* _Exercise data_
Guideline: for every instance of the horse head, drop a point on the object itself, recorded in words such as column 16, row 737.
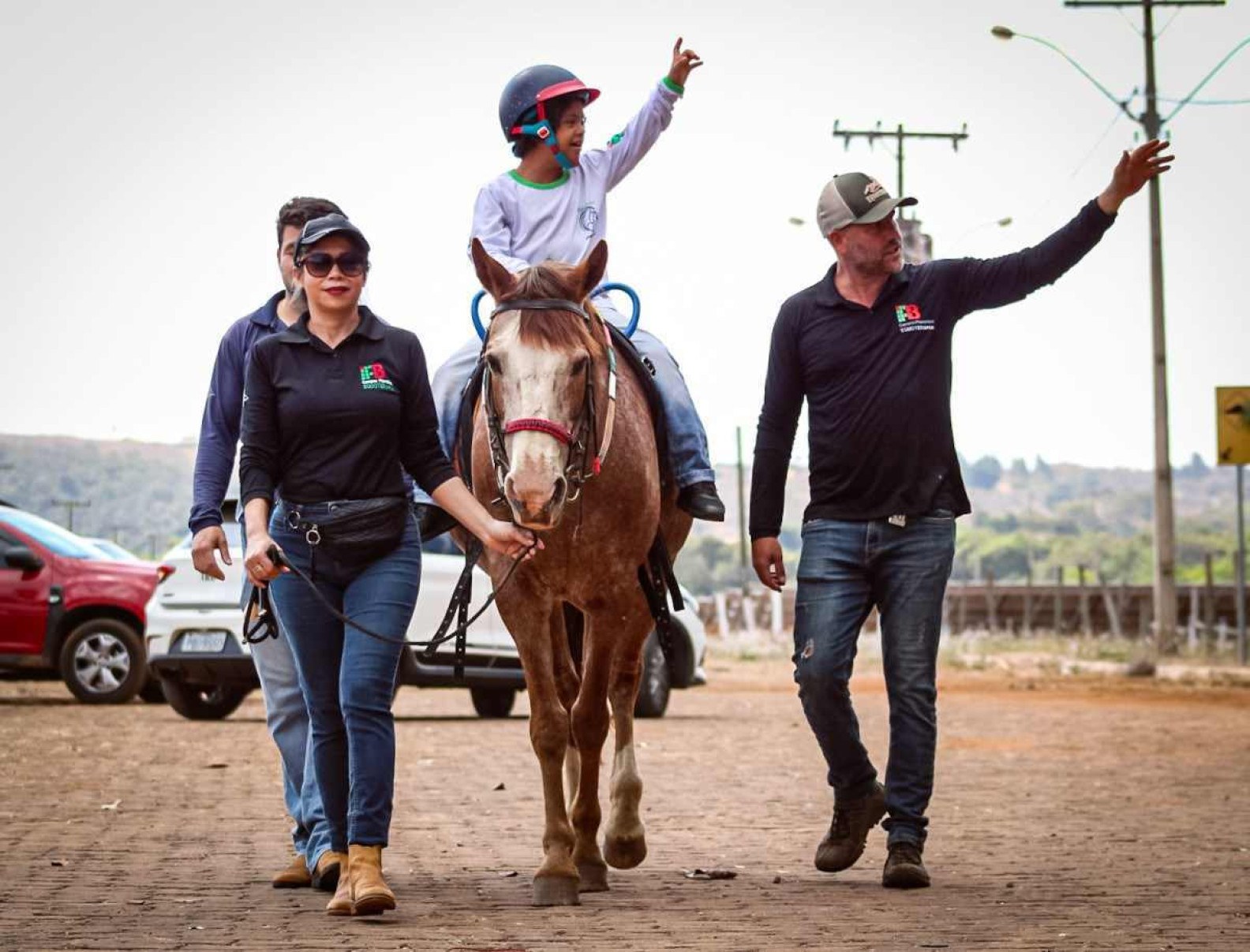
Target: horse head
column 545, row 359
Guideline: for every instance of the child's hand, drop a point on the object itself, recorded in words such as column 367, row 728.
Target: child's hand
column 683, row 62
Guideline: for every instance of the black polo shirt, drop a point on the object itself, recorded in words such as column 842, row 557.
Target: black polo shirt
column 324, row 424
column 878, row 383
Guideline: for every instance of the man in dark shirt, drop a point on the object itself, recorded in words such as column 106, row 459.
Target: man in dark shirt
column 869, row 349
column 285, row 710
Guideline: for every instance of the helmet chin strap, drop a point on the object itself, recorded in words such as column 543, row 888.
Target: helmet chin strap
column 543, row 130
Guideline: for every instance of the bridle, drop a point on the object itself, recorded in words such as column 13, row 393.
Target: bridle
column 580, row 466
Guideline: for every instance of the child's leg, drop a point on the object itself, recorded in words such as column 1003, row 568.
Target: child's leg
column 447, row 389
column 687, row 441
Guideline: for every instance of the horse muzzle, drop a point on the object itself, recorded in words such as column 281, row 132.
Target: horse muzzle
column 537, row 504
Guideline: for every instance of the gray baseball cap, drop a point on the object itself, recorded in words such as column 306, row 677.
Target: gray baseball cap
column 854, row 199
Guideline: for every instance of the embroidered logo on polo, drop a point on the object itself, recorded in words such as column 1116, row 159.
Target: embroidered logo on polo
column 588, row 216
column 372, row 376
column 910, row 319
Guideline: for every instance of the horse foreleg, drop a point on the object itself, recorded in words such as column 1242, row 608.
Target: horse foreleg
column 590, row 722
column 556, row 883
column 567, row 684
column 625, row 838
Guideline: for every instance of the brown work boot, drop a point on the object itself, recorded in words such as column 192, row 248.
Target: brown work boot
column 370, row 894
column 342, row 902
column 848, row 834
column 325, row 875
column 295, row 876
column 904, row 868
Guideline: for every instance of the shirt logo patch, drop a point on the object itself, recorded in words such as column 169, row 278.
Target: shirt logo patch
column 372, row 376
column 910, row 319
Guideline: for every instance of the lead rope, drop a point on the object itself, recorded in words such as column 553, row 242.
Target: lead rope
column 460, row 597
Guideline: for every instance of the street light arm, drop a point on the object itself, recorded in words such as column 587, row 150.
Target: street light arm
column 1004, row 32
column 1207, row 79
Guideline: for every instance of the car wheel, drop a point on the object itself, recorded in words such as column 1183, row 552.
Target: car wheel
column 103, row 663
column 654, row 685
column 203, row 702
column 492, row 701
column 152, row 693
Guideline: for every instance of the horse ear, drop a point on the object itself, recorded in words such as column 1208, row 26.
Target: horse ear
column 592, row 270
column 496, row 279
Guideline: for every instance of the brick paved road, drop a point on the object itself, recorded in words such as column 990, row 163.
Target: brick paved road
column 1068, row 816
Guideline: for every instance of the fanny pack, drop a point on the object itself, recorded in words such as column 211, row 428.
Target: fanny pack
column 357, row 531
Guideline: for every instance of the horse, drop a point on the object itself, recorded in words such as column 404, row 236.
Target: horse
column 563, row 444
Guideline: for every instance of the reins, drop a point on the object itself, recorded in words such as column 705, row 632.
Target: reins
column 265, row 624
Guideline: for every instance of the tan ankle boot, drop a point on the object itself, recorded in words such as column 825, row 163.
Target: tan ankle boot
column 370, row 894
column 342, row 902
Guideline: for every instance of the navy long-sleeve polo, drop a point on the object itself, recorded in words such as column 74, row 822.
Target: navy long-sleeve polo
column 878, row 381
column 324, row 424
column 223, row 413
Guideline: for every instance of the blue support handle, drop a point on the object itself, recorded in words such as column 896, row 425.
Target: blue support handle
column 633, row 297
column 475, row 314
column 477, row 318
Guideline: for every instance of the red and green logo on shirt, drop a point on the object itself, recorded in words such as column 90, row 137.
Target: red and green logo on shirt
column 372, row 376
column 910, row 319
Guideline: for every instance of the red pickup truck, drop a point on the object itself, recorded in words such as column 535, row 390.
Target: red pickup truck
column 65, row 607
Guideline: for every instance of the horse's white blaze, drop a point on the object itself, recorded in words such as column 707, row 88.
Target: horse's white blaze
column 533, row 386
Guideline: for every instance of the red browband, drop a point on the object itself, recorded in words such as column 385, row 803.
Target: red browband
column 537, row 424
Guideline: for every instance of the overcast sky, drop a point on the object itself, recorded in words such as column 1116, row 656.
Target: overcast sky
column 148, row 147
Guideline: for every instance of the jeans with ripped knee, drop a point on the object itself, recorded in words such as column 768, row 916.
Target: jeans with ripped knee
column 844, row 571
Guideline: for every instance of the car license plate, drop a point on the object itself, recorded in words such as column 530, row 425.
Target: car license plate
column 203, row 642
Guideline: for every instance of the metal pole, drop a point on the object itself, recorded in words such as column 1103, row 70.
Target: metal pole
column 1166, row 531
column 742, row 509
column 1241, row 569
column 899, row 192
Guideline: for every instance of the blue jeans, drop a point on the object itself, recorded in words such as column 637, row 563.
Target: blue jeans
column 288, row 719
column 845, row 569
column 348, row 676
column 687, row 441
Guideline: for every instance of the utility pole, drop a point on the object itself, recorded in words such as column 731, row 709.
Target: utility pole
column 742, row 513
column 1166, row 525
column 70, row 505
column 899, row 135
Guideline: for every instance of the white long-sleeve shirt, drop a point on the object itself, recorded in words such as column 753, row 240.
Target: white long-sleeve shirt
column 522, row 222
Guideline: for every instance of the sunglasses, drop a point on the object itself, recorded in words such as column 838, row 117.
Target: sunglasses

* _Stated task_
Copy all of the lines above word for word, leaving out the pictures.

* _Answer below_
Guideline: for every instance of the horse head, drop a point on the object itself, recorded in words such as column 16, row 737.
Target: horse head
column 545, row 359
Guideline: for every instance of the child's hand, drop a point on the object itself, recorded in words such as column 367, row 728.
Target: child's hand
column 683, row 62
Guideline: for every instance of the black polo shirt, drop a point on the object itself, recorded in words such as column 842, row 557.
Target: black polo shirt
column 324, row 424
column 878, row 383
Guideline: for every instance of the man in dark shirt, drop a point on the object itself, recorded in words such as column 106, row 459.
Target: man in dark shirt
column 869, row 349
column 285, row 710
Guideline: for every instance of the helmet chin strap, drop a point on the object itself, recorded in words such as column 543, row 888.
Target: helmet chin strap
column 543, row 130
Guideline: for every instance of the bridle, drop a point on the object itself, recorded in words such as column 13, row 393.
Target: bridle
column 580, row 466
Guideline: for every instance of the child's leg, drop a point on the object itself, recorded in words such as column 1003, row 568.
Target: child's leg
column 447, row 389
column 687, row 441
Guideline: for every instance of the horse muzzle, drop a point on the object itself, recorded in words such as column 281, row 132.
Target: horse muzzle
column 537, row 504
Guideline: for every instance of the gray baseball cap, drop a point on the object itself, recorded in words such as column 306, row 677.
Target: gray baseball cap
column 854, row 199
Guideline: for every instance of the embroidered logo on polo, drop a point on the object itself, recorded in words such as column 1116, row 159.
Target: embroidered logo on polo
column 588, row 216
column 372, row 376
column 910, row 319
Guideline: for every instance of the horse foreleg, drop a point on the object itself, recorded in words such as column 1242, row 608.
Target: horse foreleg
column 590, row 722
column 556, row 883
column 567, row 684
column 625, row 838
Guideline: for every instance of the brown work boot, drop a point on the object itself, recorded in words such as column 192, row 248.
Target: brown work boot
column 370, row 894
column 342, row 902
column 848, row 834
column 325, row 875
column 295, row 876
column 904, row 868
Guideline: for every instance of the shirt logo patch, drop a point on the object itself, recorded in words such as column 169, row 278.
Target: shirt logo patch
column 372, row 376
column 910, row 319
Guideline: for every instance of the lead rope, drop a point on the object itself, recorded in words such as column 553, row 242.
Target: lead rope
column 460, row 597
Guideline: for every instance of the street light arm, drop a point on the object itself, recorded in words such as column 587, row 150.
Target: street light arm
column 1004, row 32
column 1207, row 79
Guideline: for every instance of the car wheel, drop a point on the object itself, recorded in words such as column 1183, row 552.
Target: car wheel
column 103, row 663
column 654, row 685
column 203, row 702
column 492, row 701
column 152, row 693
Guideline: for every instance of the horse ear, drop a point on the object itself, recorded in words such as column 1208, row 26.
Target: horse ear
column 592, row 270
column 496, row 279
Guideline: for every instance of the brick paved road, drop a point on the object itself, recorded in words such as column 990, row 163.
Target: brick paved road
column 1068, row 816
Guideline: for every instance of the fanny pack, drop a point on the object itself, recorded in words such as column 211, row 428.
Target: fanny pack
column 357, row 531
Guideline: for every instance of the horse, drop a point on the object itself, recorded in words such as column 404, row 236.
Target: horse
column 563, row 444
Guideline: for every instance of the reins, drop a point on the object itself, recorded in words such as column 705, row 632.
Target: reins
column 265, row 624
Guideline: for every instance of the tan ankle boot, drop a point on the object itself, recorded in words such as column 825, row 163.
Target: tan ankle boot
column 370, row 894
column 342, row 902
Guideline: for every instance of the navy long-sleeve polo, drop a point on the object itself, recorded in words such as column 74, row 822.
Target: navy long-sleeve polo
column 878, row 381
column 324, row 424
column 223, row 413
Guideline: for every instance of the blue support handle, drop a point on the object itself, recorded in words such as column 896, row 425.
Target: blue support handle
column 633, row 297
column 475, row 314
column 477, row 318
Guideline: for every instance of the red and green logo on shirt, drop a point on the object itself, recorded in words such as column 90, row 137.
Target: red and green logo on shirt
column 372, row 376
column 910, row 319
Guideline: for every instance of the red pickup truck, drop a point on the object itself, recorded in words such as column 535, row 390.
Target: red pickup truck
column 65, row 607
Guideline: for every instance of the horse's white blaze, drop a point on the object itself, recorded in words such as column 707, row 88.
Target: horse's white blaze
column 533, row 386
Guideline: for every instance of the red browband, drop a point on the object itself, recorded in words such as column 385, row 803.
Target: red browband
column 537, row 424
Guideline: for every instance of the overcast sky, drop a point on the object itself, recorded in words such as column 1116, row 656.
Target: overcast sky
column 148, row 147
Guideline: for every instance of the jeans with ripped knee, drop a point on the object itself, recorded in words such as column 768, row 916.
Target: jeans with ripped knee
column 844, row 571
Guideline: for every instance of the car license plate, drop a point on the object itself, recorded in words such as column 530, row 425.
Target: car license plate
column 203, row 642
Guideline: for every instance of the metal pole, drop a point on the object itself, recorded in words such as column 1103, row 70.
Target: metal pole
column 1166, row 531
column 742, row 509
column 1241, row 569
column 899, row 192
Guideline: for every instance of the blue jeans, drop a point on the object itself, recorded in words such as column 637, row 563.
Target: blue jeans
column 288, row 719
column 845, row 569
column 348, row 676
column 687, row 441
Guideline: for every instance of the utility pole, drop a point on the object itself, recorded in words such as column 731, row 709.
Target: utility pole
column 742, row 513
column 1166, row 525
column 70, row 505
column 899, row 135
Guideline: for every instance of the white long-sleeve shirt, drop a point on the object itself, recorded in words such as column 753, row 240.
Target: white long-sleeve shirt
column 522, row 222
Guideline: for every instance of the sunglasses, drop a point on the object itself, recorded in words such as column 838, row 117.
Target: sunglasses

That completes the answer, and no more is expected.